> BRIEF:
What follows is a set of records. Copy them exactly and leave out the images.
==== RAW DATA ====
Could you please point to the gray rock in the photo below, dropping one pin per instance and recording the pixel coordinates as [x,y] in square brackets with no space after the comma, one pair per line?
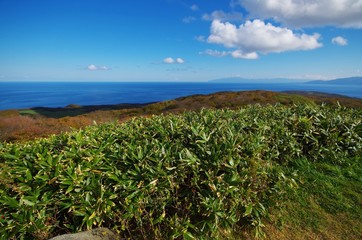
[94,234]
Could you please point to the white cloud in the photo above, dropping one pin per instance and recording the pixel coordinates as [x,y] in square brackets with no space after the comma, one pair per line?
[308,13]
[223,16]
[215,53]
[240,54]
[93,67]
[170,60]
[255,37]
[188,19]
[341,41]
[194,7]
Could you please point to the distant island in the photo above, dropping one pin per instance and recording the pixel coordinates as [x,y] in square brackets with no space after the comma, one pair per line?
[338,81]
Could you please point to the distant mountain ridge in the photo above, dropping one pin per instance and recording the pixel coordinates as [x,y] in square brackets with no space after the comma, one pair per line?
[256,80]
[340,81]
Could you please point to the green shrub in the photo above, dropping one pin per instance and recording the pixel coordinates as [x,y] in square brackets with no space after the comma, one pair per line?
[168,176]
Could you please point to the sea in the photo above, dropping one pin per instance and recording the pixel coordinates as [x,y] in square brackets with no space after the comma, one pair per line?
[21,95]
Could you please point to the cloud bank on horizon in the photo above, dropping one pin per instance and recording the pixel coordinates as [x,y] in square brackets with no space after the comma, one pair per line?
[275,26]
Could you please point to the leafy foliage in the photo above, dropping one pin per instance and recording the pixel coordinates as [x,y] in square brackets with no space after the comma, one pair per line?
[169,176]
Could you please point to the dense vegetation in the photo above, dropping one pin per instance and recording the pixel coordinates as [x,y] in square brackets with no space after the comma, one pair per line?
[204,174]
[27,124]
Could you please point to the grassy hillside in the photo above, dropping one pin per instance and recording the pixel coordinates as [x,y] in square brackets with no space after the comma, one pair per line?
[284,172]
[27,124]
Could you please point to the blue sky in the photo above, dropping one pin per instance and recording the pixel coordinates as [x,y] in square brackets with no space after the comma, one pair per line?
[179,40]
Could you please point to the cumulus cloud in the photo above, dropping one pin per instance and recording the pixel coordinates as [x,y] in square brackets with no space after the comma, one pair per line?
[223,16]
[234,54]
[215,53]
[307,13]
[200,38]
[341,41]
[170,60]
[180,60]
[93,67]
[255,37]
[188,19]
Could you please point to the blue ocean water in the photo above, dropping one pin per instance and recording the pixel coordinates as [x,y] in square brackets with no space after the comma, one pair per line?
[18,95]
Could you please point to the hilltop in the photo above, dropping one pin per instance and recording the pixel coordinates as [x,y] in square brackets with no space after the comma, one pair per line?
[26,124]
[288,171]
[340,81]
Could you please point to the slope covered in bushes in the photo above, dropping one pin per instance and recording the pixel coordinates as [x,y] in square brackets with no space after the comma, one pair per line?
====
> SOLUTION FOR THIS PROBLEM:
Could you please point to the gray rock in the photo below, dropping one pin per instance and recording the pixel coordinates as [x,y] in square brackets with no space after the comma, one pair per line?
[94,234]
Could you please point to the white cloud in the photo above, dropping one pin per instance and recording the pixel coordinates as [x,y] in square brackets with no space after the comma, one pair per line?
[308,13]
[223,16]
[215,53]
[240,54]
[93,67]
[170,60]
[255,37]
[188,19]
[341,41]
[194,7]
Could you please point to the distant island in the photo above, dropping one pin per instance and recording the pixel coordinates as [x,y] in square brackets with no space after the comma, one pair per line?
[338,81]
Could you please point to the distant mountain ridge in the photo above, dropping one pin per instance and recording the pixel coordinates as [x,y] in square brackets with no space after the comma, one pair per line?
[256,80]
[340,81]
Could you please point to the green shrub in the photo above, dropping one pin per instance and recording the pixel coordinates as [x,y] in square brackets with no space after the comma, one pair per line?
[168,176]
Could you please point to the sea in the photo above, dropping one pin per instance and recording the pixel coordinates as [x,y] in square brackets with no space after the comma, one pair per line?
[21,95]
Could you please point to the cloud bank on horizon in the photo above, dropping one pin per instance and recording the pixel coordinates as [x,y] in square brackets with no space after the comma, one pair per line?
[275,26]
Could you please point to the leafy foliage in the photo above, dropping one pin per instance and recording the pixel coordinates as [x,y] in square brackets with no space after the comma, one pair per line?
[169,176]
Could you please point to the dense vegetation in the photo above, dropping one pin per instance and recording the pixel coordinates as [x,y] in square brackets with no space after the comma, one pair per line?
[204,174]
[27,124]
Could you please point to the grassy hillside in the photo above, dropping one pin per instance and recording the pixel coordinates as [x,y] in square brackets with no space after the comma, one pair per line?
[284,172]
[27,124]
Could you please point to the blue sky in the photo above, dropping one pin per instance and recording the pixel coordinates as [x,y] in square brackets with no space after the comma, one pair per line?
[179,40]
Could you please point to the cumulus cloud in the photo above, dropping one pin per instance and recording the pixel coordinates as [x,y] in square brackets with no space after the comma, one pair per line?
[223,16]
[234,54]
[215,53]
[307,13]
[200,38]
[341,41]
[170,60]
[180,60]
[93,67]
[255,37]
[188,19]
Could you please point to the blue ocean water in the photo above, dropping one pin per instance and recording the pixel coordinates as [x,y] in square brackets with no space after the comma, one pair per line?
[18,95]
Could you please point to the hilltop in the photo above, dropping one pin per instance and recording the pixel coordinates as [x,y] in square brackets with no space after the comma, one pair per line?
[26,124]
[288,171]
[340,81]
Could you please point to the slope covered in bushes in the photo above, dropping one pin per instance and recording the pixel coordinates as [x,y] in square brackets with no space after the comma, one pair per line?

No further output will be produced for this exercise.